# [Available data]
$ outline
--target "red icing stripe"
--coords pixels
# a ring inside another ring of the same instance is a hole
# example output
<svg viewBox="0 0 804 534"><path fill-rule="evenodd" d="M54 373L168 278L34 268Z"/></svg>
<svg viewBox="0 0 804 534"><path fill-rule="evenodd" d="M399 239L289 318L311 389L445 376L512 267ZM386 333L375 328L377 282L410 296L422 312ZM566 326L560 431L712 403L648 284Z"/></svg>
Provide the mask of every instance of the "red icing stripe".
* * *
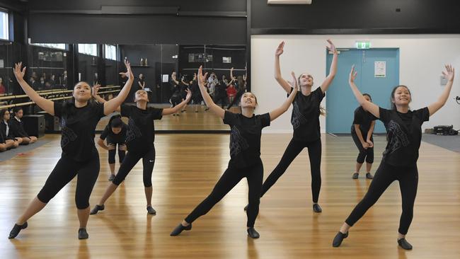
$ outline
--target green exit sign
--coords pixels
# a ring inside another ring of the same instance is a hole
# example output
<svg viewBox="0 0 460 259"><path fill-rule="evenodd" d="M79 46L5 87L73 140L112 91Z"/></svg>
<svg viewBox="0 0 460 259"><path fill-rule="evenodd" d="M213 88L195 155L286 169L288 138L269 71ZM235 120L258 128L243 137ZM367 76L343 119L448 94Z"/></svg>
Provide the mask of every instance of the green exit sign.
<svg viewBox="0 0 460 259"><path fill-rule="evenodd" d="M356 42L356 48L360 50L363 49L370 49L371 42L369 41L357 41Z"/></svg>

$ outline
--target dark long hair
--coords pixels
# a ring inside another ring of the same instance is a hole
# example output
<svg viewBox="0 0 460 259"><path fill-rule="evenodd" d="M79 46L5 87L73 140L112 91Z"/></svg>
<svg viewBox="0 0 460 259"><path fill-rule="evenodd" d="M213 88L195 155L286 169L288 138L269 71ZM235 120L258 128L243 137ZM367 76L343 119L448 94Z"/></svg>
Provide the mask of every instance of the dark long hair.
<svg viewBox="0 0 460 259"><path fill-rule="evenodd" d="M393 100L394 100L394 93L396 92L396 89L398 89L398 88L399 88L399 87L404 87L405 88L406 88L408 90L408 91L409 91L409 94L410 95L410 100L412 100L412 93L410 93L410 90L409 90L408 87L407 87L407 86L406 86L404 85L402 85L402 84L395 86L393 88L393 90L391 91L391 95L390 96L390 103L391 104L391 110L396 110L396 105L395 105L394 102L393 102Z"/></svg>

# [What you need to do]
Locate every line in the records above that contains the string "mask", and copy each of those lines. Matching is case-sensitive.

# [Response to the task]
Provide the mask of every instance of the "red icing stripe".
Provide the mask of every instance of the green exit sign.
Provide the mask of every instance of the dark long hair.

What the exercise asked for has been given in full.